__Work task 1__. In the post about the Dawn mission, reproduce the passage from "At this very" up to and including "is asteroid Ceres." without changing a word.
__Work task 2__. According to the post about the Dawn mission, how long will Dawn stay in orbit around Vesta?

__Page text__.
________________________

Thursday, May 6, 2010

How Capt. Kirk Changed the World

How Capt. Kirk Changed the World (Vesta orbit 200 pixels)"Standard orbit, Mr. Sulu." Captain Kirk barks out the order with such confidence. He knows the USS Enterprise can slip in and out of planetary orbits with ease. But it's only easy in the realm of science fiction. In the real world, such maneuvers have been impossible --until now.

Enter Dawn, NASA's cutting edge mission to the asteroid belt.

Powered with a futuristic sounding new technology called "ion propulsion," this spacecraft will perform space moves rivaling those of the Enterprise.

At this very moment, Dawn is slowly climbing away from the sun, beyond Mars, on its way to its first destination, asteroid Vesta. Dawn will enter "standard orbit" around this rocky world for a year, exploring its mysteries.

Then Dawn will do something unprecedented in real-world spaceflight: exit the orbit of one distant body, and fly to and orbit another. The second destination is asteroid Ceres.

________________________

__Given information__.

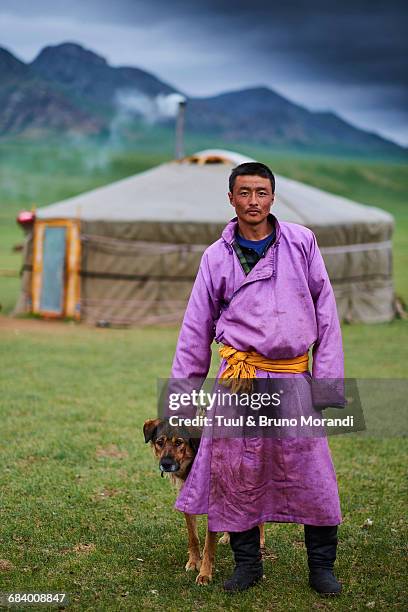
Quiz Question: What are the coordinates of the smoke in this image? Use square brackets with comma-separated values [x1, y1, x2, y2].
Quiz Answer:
[67, 89, 185, 173]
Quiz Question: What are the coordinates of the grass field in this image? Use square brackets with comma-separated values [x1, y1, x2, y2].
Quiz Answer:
[0, 145, 408, 612]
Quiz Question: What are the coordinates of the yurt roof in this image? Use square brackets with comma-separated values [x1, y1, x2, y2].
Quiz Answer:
[37, 149, 393, 228]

________________________

__Task answer 1__.
At this very moment, Dawn is slowly climbing away from the sun, beyond Mars, on its way to its first destination, asteroid Vesta. Dawn will enter "standard orbit" around this rocky world for a year, exploring its mysteries.

Then Dawn will do something unprecedented in real-world spaceflight: exit the orbit of one distant body, and fly to and orbit another. The second destination is asteroid Ceres.

__Task answer 2__. For a year.